## Статья

########################################

Стиль Кружкова-эссеиста часто построен на скрытых аллюзиях: например, название главы в «Английской деревеньке» «О сундуке, прибывшем вместе с Пушкиным в Болдино, и что было внутри» вызывает в памяти Жуковского: «Баллада, в которой описывается, как одна старушка ехала на черном коне вдвоем и кто сидел впереди». Есть и более сложные аллюзии: глава «Загадка „Замиу“» (в «Communio poetarum») тщательно стилизована под эссе Ираклия Андроникова «Загадка Н. Ф. И.».
И здесь дело не столько в особом почтении именно к Андроникову, сколько в артистизме Кружкова, его мастерстве перевоплощения (оно и переводчику нужно) — вот, я искал по крупицам упоминание о неизвестной женщине (знакомой Гумилева Надежде Залшупиной), как Андроников, — так давайте я и рассказывать буду, как он: обстоятельно, с детективной интригой, со всякими отступлениями… В целом тон повествования колеблется от наукообразного до подчеркнуто ироничного, наподобие персонажа одного из эссе — лукоморского кота, который ходит по цепи то направо, то налево; Кружков даже специально оговаривает это в предисловии. Но подлинная точность достигается не в игровых стилях, а поверх них.

########################################

## Исходные данные
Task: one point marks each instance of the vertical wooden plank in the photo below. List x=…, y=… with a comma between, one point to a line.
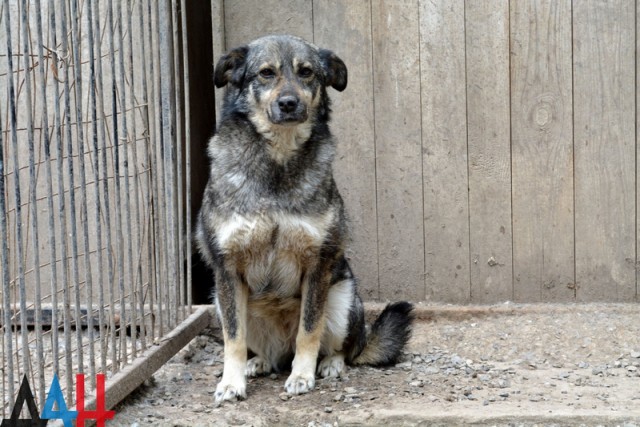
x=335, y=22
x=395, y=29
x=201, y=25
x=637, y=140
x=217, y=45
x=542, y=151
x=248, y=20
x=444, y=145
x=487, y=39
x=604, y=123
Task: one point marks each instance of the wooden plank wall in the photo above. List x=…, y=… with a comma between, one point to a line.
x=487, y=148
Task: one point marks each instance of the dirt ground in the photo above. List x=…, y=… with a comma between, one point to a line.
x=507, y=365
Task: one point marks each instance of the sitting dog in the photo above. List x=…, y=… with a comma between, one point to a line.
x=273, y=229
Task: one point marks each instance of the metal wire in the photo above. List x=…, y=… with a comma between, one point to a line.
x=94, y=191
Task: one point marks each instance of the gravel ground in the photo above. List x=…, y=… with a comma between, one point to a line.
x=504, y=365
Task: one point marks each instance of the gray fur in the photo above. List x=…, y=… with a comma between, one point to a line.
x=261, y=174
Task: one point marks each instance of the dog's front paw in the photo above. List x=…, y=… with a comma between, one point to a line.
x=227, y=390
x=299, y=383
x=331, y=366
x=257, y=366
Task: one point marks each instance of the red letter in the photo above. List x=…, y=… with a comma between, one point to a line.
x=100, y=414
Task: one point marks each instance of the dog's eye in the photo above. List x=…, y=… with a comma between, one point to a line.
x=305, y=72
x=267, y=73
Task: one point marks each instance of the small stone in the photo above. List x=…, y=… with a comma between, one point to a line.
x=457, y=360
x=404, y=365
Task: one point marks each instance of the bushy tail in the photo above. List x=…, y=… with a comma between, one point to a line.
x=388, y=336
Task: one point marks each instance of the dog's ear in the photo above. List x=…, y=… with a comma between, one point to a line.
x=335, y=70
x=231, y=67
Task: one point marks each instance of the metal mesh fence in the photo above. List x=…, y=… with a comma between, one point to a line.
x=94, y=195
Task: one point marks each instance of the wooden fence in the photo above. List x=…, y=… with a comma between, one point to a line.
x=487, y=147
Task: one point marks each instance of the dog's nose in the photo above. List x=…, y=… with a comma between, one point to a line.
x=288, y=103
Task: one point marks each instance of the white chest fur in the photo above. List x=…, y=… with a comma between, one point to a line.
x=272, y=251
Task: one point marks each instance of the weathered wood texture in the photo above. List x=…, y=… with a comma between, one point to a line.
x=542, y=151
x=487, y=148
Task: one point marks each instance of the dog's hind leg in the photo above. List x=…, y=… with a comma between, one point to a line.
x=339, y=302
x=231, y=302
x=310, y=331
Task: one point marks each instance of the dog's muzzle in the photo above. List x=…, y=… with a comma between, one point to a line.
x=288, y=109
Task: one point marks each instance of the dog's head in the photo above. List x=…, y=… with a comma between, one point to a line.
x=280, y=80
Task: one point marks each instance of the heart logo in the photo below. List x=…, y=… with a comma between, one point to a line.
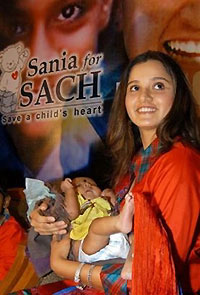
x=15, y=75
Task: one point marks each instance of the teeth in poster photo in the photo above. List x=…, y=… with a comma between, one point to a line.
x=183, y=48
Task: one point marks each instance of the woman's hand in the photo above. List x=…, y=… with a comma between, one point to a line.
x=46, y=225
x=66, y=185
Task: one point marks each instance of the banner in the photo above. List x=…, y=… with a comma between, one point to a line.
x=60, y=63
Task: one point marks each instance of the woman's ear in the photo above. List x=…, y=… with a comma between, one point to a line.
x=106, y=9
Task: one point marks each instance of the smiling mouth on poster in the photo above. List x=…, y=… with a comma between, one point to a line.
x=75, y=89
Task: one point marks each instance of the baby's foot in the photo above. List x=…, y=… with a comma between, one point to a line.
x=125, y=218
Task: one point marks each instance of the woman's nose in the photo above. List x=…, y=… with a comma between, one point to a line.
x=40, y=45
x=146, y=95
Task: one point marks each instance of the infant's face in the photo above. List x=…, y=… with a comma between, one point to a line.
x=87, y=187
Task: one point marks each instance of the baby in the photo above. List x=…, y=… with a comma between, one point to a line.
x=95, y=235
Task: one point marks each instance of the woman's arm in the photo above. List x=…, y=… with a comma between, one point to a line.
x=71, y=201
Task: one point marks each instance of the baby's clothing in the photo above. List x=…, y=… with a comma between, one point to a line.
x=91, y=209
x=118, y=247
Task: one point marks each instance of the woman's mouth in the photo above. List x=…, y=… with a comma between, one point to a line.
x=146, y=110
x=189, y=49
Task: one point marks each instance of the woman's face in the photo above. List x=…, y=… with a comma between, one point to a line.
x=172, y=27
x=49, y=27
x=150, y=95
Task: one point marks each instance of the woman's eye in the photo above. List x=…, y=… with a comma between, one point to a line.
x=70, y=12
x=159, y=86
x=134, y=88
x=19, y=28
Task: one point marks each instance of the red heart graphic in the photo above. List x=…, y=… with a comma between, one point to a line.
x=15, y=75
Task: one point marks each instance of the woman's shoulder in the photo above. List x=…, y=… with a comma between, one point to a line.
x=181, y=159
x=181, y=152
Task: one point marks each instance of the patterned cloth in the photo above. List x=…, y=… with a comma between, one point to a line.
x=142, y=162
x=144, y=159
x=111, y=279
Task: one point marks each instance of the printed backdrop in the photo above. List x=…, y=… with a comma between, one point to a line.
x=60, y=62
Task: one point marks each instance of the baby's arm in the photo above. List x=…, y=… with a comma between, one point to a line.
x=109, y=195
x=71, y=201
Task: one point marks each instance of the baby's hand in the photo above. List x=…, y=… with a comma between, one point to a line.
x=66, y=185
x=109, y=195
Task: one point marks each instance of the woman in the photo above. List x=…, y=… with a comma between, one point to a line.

########################################

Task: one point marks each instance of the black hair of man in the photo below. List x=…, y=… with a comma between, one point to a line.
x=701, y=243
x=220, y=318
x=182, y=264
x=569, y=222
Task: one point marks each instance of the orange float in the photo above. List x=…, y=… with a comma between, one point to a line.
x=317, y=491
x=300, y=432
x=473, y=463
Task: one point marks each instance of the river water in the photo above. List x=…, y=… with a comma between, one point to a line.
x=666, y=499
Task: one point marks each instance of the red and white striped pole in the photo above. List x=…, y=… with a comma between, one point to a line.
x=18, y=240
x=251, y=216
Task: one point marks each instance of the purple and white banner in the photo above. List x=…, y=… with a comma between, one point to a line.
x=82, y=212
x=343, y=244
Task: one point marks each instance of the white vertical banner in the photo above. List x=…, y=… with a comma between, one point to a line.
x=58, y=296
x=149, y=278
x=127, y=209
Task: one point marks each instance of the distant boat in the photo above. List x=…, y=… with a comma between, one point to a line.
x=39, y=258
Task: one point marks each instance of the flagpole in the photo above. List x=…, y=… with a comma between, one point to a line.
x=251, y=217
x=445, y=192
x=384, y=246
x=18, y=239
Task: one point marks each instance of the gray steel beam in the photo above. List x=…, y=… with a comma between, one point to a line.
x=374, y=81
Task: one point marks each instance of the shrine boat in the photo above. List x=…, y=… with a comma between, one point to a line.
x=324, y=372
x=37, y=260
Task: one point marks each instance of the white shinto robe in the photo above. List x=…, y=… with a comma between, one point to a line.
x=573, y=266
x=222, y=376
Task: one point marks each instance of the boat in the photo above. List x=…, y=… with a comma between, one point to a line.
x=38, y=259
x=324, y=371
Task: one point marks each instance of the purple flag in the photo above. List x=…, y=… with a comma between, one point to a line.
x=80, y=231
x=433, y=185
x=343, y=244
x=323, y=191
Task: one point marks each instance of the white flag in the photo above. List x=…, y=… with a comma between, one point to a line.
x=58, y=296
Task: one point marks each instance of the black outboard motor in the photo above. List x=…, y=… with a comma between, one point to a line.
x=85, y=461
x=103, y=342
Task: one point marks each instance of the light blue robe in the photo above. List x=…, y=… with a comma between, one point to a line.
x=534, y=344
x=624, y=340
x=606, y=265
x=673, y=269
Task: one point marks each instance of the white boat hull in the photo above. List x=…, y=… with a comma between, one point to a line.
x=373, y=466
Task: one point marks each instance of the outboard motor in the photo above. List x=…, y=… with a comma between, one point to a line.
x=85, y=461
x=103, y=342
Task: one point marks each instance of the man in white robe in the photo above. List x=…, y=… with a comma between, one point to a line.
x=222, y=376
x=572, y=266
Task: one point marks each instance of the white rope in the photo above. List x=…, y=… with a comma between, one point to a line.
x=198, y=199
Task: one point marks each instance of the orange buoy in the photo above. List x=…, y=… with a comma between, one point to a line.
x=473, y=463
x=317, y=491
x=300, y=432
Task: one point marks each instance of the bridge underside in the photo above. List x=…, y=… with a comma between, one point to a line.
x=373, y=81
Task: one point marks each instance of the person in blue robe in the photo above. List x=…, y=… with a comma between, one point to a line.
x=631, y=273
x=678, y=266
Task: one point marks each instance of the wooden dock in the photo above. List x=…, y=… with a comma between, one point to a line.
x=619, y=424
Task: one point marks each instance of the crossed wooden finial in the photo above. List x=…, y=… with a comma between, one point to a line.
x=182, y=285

########################################

## Задания
**1)** Определите, согласуются ли со статьей о Кружкове-эссеисте три утверждения: (а) глава «Загадка „Замиу“» стилизована под эссе Ираклия Андроникова; (б) тон повествования у Кружкова остается неизменно ироничным; (в) Кружков упоминает о колебаниях тона в предисловии. На каждое ответьте «да» или «нет» и приведите решающие слова статьи дословной цитатой.
**2)** Продолжите, пожалуйста, статью о Кружкове-эссеисте, начав сразу после ее последнего предложения.
Строки здесь ни для чего не нужны.

## Ответы по заданиям
**1)**
(а) Да: «глава «Загадка „Замиу“» (в «Communio poetarum») тщательно стилизована под эссе Ираклия Андроникова «Загадка Н. Ф. И.»».
(б) Нет: «тон повествования колеблется от наукообразного до подчеркнуто ироничного».
(в) Да: «Кружков даже специально оговаривает это в предисловии».

**2)**
И под занавес — еще одна параллель (первое стихотворение есть в книге Кружкова):
Там он умер, дядя Арли,
С голубым сачком из марли,
Где обрыв над бездной крут:
Там его и закопали
И на камне написали,
Что ему ботинки жали,
Но теперь уже не жмут.
(Эдвард Лир, «Дядя Арли»)
Так и надо жить поэту.
Я и сам сную по свету,
Одиночества боюсь,
В сотый раз за книгу эту
В одиночестве берусь, —
(Арсений Тарковский, «Поэт»)
и дальше, до слов:
…Жизнь, должно быть, наболтала,
Наплела судьба сама.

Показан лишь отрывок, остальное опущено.